ASSIGNMENT: Find the line that contains "Query: camouflage boonie hat". Restate it and each following line exactly, through the end of the records.

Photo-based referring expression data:
..............................

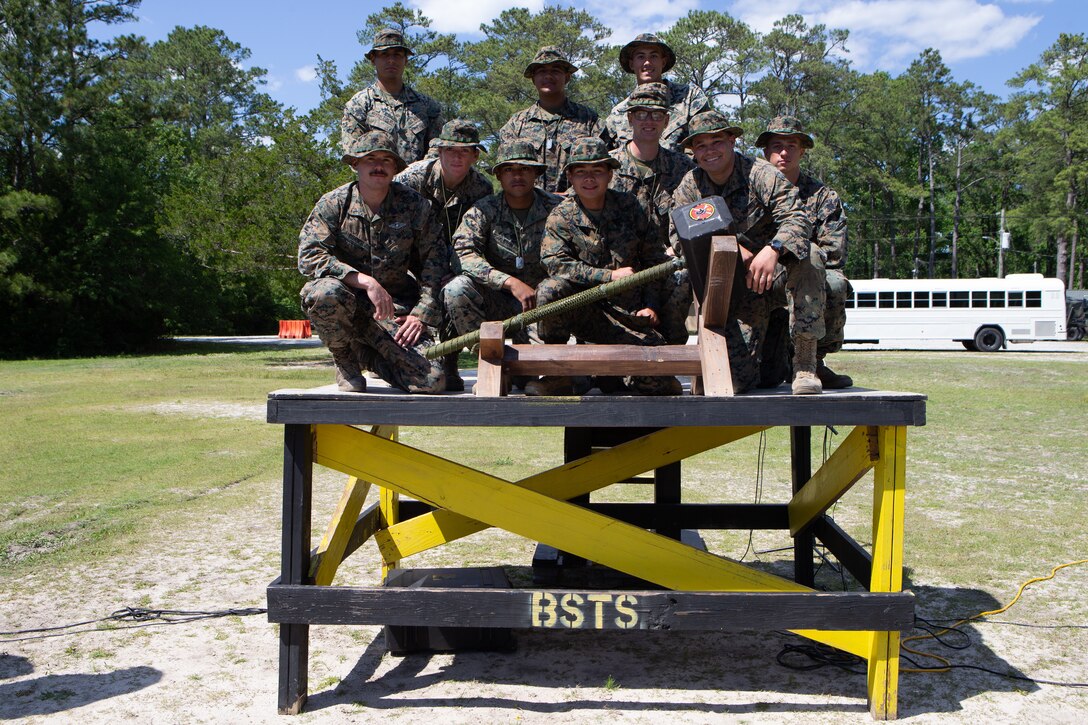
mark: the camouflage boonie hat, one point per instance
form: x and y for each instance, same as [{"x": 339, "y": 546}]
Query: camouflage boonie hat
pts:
[
  {"x": 645, "y": 39},
  {"x": 549, "y": 56},
  {"x": 709, "y": 122},
  {"x": 519, "y": 152},
  {"x": 456, "y": 133},
  {"x": 370, "y": 142},
  {"x": 590, "y": 149},
  {"x": 650, "y": 95},
  {"x": 784, "y": 125},
  {"x": 385, "y": 39}
]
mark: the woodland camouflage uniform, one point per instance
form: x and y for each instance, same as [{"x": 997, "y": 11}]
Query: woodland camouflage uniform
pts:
[
  {"x": 766, "y": 208},
  {"x": 551, "y": 134},
  {"x": 684, "y": 100},
  {"x": 489, "y": 243},
  {"x": 410, "y": 118},
  {"x": 342, "y": 236}
]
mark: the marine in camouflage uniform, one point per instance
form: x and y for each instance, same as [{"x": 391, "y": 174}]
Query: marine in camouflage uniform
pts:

..............................

YOUR SOLUTION:
Query: camouflage boonie hat
pts:
[
  {"x": 645, "y": 39},
  {"x": 549, "y": 56},
  {"x": 709, "y": 122},
  {"x": 519, "y": 152},
  {"x": 456, "y": 133},
  {"x": 370, "y": 142},
  {"x": 590, "y": 149},
  {"x": 650, "y": 95},
  {"x": 784, "y": 125},
  {"x": 385, "y": 39}
]
mark: the woodland camouflage uniform, one point per instance
form: x and y for each instance, same as [{"x": 997, "y": 11}]
Query: woodland camouflage uniform
pts:
[
  {"x": 766, "y": 208},
  {"x": 551, "y": 134},
  {"x": 684, "y": 100},
  {"x": 489, "y": 243},
  {"x": 410, "y": 118},
  {"x": 342, "y": 236}
]
mark: the marine in camouflage uniform, one point per instance
form: x and y for each instance, same as [{"x": 391, "y": 174}]
Query: marine in camouflage uniform
pts:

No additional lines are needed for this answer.